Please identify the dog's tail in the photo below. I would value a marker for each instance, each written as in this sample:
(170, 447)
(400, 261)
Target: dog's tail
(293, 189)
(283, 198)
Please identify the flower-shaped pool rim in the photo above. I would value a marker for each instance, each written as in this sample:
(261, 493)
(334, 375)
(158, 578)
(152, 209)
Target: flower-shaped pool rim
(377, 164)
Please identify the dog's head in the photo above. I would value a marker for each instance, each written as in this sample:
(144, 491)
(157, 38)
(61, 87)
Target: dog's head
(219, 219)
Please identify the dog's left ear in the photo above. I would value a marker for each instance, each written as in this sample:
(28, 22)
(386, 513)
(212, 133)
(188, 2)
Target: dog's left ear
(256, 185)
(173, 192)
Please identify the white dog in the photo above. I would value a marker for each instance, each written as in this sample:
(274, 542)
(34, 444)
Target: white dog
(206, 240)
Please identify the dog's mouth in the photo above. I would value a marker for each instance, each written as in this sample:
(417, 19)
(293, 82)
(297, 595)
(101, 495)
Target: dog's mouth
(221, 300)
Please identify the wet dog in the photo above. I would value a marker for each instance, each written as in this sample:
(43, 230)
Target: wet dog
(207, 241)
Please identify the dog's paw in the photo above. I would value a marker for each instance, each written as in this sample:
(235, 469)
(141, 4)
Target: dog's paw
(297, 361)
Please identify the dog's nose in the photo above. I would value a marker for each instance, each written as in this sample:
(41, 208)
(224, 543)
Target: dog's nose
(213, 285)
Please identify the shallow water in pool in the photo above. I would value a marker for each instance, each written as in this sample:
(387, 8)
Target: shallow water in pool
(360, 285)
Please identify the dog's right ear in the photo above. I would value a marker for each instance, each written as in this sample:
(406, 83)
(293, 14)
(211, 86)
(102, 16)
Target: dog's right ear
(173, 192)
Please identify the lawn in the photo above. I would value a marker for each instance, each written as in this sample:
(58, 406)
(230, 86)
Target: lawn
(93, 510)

========================

PROBLEM TO WORK ON:
Whenever a line in the material contains the word "above", copy that line.

SOLUTION BELOW:
Please identify the flower-shaped pool rim in the photo above. I would value a marker for each instance, each written as in this sample:
Please identify the dog's head in the photo above. I would value a marker for each instance, each written as in this sample:
Please identify the dog's left ear in the photo above. I would value a marker for each instance, each written as in this sample:
Please identify the white dog in the photo above. I would value a marker for each instance, each written as in this sample:
Please identify the dog's mouth in the photo above. I would value a marker for each instance, each written as in this sample:
Please identify the wet dog in the photo above. I would value a marker for each instance, each written as in this sample:
Please identify the dog's paw in the photo above. I would value a marker for each instance, each written as in this sample:
Please identify the dog's nose in the photo above. I would value a marker for each instance, each written as in this sample:
Please identify the shallow water in pool in the photo above. I would value a marker for each instance, each written as in this sample:
Please identify the dog's right ear in the photo above. I would value a marker for each instance, each written as in this sample:
Please identify the lawn in the photo above. I would value a marker for each instance, each written as in this sample:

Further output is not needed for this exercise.